R in school: bayes factors and predicting progress

This is a re-write of an article I wrote more than six years ago on my old blogging site, which went the way of the dodo.

Imagine you are the deputy headteacher of a high school responsible for the curriculum. You like your job and you are pretty good at it, too. You have a meeting coming up with the governors where you are expected give them your best prediction of the school’s progress-eight — in other words, a prediction of the current Y11’s attainment and progress come August.

The governors very much appreciate the hard work and hours you put into the job, but, for the last few years, you have felt like an imposter, because your predictions have been off kilter. You have always relied on the school’s overpriced software for your predictions, which in turn are a reflection of what the classroom teachers have said in the routine data collections. You remind classroom teachers every year not to be too lenient or too harsh in their predictions, but, every year, their figures are off and so are yours.

§ Data supplied
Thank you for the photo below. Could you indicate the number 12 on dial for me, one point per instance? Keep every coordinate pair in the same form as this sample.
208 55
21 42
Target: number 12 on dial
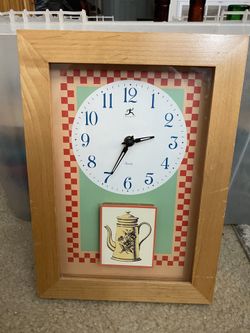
131 138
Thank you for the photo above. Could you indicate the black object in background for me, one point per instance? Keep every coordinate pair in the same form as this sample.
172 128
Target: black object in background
161 10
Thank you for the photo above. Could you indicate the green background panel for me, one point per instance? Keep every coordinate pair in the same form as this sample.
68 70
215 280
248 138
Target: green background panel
92 196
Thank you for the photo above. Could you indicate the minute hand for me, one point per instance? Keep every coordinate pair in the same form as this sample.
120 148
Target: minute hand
144 138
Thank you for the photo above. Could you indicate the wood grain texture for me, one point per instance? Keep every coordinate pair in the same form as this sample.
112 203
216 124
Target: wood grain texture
226 54
6 5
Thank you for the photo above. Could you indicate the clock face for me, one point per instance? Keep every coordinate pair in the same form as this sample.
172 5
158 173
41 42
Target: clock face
129 137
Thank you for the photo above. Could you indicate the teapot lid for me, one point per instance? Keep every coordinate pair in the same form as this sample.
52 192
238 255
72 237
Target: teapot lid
127 217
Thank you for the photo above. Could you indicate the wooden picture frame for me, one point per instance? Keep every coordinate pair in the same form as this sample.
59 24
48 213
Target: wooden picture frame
226 56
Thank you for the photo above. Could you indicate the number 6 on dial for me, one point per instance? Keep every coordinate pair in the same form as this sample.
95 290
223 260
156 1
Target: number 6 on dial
111 119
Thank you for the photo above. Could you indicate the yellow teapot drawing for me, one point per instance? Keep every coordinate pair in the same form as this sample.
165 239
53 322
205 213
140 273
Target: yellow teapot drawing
126 246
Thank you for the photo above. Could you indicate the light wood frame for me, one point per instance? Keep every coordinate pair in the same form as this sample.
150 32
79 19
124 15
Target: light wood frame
226 54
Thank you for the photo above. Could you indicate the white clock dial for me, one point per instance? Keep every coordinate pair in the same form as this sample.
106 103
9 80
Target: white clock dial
123 109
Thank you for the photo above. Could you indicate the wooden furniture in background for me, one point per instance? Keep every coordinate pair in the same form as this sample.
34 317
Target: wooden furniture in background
6 5
226 55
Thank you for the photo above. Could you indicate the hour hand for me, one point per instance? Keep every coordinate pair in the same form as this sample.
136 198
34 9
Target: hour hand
144 138
124 151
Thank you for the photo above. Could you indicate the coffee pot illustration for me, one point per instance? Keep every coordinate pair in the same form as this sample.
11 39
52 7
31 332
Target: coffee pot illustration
126 246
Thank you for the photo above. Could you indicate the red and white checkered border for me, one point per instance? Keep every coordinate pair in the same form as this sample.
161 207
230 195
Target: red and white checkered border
68 111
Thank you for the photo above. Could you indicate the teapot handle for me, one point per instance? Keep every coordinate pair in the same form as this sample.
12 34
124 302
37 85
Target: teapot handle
150 230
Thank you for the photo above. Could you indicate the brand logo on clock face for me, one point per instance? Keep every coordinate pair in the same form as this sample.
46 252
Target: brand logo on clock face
124 156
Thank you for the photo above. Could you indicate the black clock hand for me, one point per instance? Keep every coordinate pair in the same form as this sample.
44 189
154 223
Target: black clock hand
144 138
124 151
128 142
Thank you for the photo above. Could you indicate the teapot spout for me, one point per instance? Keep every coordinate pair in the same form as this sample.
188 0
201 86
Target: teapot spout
110 242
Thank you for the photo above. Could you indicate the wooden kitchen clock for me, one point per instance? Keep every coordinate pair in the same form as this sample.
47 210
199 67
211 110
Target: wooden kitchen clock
129 140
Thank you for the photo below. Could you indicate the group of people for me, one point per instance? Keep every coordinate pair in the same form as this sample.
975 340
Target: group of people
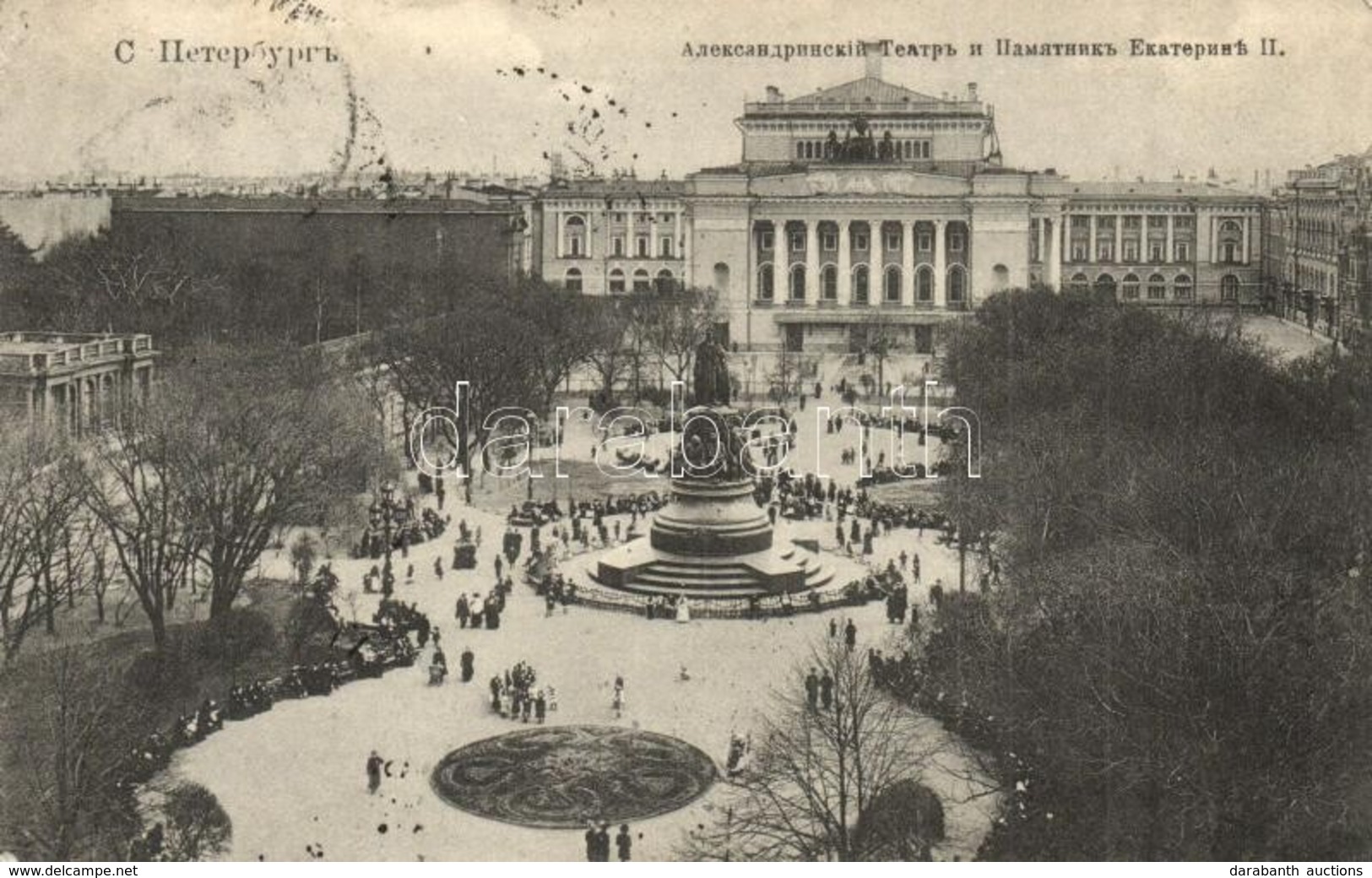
516 697
438 665
819 691
599 843
476 610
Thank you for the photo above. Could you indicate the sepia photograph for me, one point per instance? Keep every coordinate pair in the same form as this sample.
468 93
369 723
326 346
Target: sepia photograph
615 431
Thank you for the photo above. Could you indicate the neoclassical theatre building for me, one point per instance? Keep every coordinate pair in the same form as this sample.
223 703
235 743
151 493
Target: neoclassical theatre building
870 204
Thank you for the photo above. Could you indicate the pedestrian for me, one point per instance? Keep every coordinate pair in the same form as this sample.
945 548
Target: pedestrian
603 844
373 772
625 843
618 700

§ Task objective
In the article on R in school, what have the deputy headteacher's predictions always relied on? Please answer in one sentence.

§ Result
They have always relied on the school's overpriced software, which reflects what the classroom teachers said in the routine data collections.